Format the lines below as a JSON list of strings, one string per line and no blank lines, beginning at the line that contains "Expected: for each instance of the wheat spikelet" and ending after the line that contains "x=367 y=1159". Leave the pictures out of the answer.

Working data ->
[BEGIN]

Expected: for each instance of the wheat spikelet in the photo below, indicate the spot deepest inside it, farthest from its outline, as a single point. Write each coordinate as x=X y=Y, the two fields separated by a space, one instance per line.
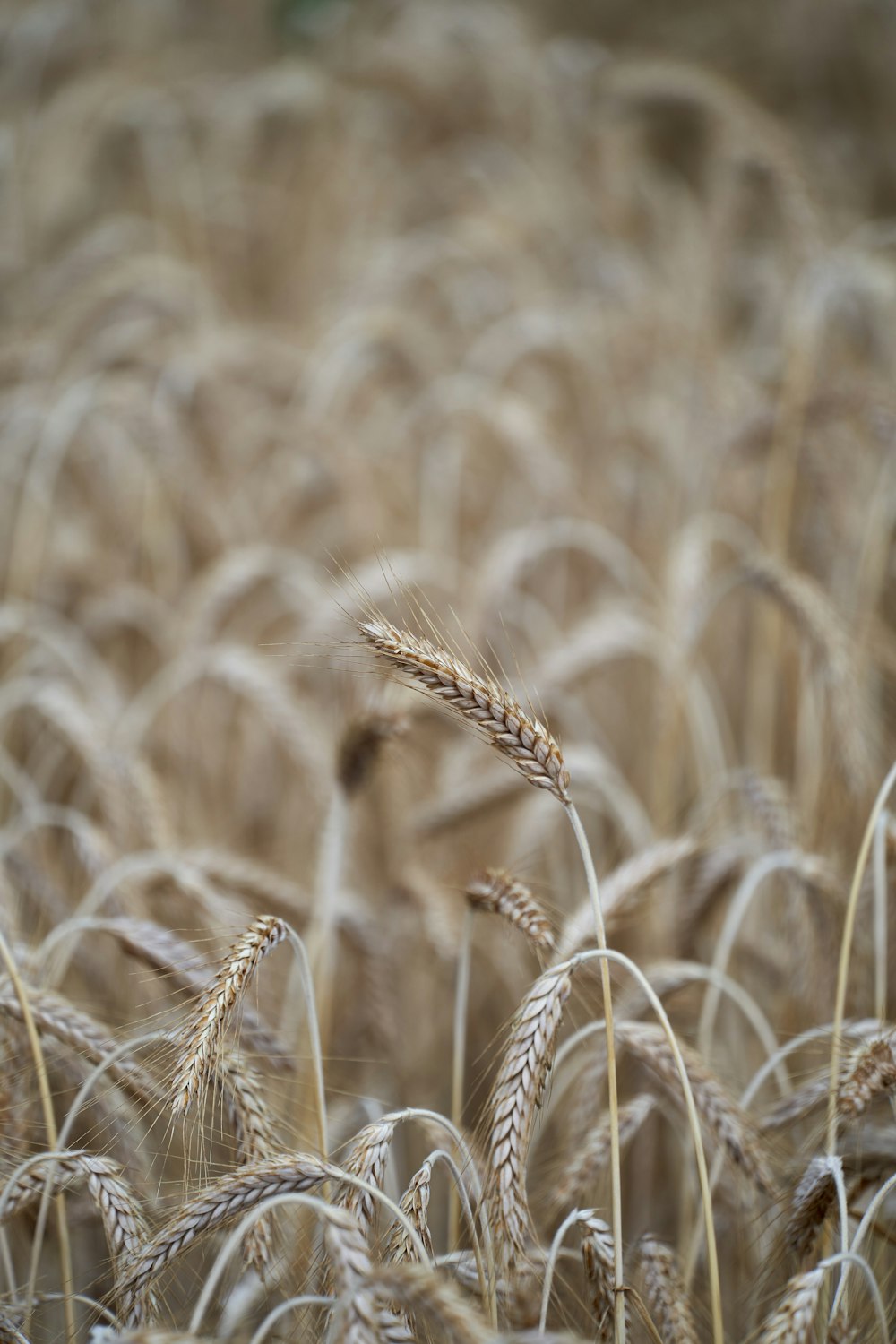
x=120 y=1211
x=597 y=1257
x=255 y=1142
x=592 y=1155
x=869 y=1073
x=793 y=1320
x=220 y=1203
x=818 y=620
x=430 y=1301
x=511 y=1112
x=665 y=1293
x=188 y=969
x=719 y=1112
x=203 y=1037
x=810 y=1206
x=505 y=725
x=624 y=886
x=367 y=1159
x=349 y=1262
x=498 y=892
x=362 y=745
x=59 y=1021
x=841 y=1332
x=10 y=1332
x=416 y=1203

[END]
[BEGIN]

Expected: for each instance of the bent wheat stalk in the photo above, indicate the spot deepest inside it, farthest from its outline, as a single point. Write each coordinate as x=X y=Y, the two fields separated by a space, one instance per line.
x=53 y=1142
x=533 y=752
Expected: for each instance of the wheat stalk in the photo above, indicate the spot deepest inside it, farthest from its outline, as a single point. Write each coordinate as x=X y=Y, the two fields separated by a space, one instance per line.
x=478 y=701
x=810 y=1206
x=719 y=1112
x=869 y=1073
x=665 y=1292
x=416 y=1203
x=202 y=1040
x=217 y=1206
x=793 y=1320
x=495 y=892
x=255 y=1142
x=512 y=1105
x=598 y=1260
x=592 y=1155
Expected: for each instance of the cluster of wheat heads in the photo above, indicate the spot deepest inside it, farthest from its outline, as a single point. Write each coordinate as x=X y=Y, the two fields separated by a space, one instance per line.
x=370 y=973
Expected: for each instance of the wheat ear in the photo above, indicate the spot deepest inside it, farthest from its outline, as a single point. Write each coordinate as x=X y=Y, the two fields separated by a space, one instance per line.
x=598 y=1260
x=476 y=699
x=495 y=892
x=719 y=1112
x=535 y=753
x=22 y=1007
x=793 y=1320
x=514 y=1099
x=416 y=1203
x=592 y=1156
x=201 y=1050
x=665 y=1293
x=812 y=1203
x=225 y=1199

[END]

Response to this task ->
[
  "Expected: for each instance of the wheat spikelet in the photo below, indicate the spot deepest inside it, farthest from its outline, as a single point. Write each coordinate as x=X y=Y, the two fields separated by a space, one instance per line.",
  "x=120 y=1211",
  "x=597 y=1257",
  "x=255 y=1142",
  "x=592 y=1155",
  "x=869 y=1073",
  "x=793 y=1320",
  "x=220 y=1203",
  "x=818 y=620",
  "x=430 y=1301",
  "x=511 y=1112",
  "x=665 y=1293",
  "x=188 y=969",
  "x=719 y=1112",
  "x=203 y=1037",
  "x=810 y=1206",
  "x=505 y=725",
  "x=624 y=886",
  "x=367 y=1159"
]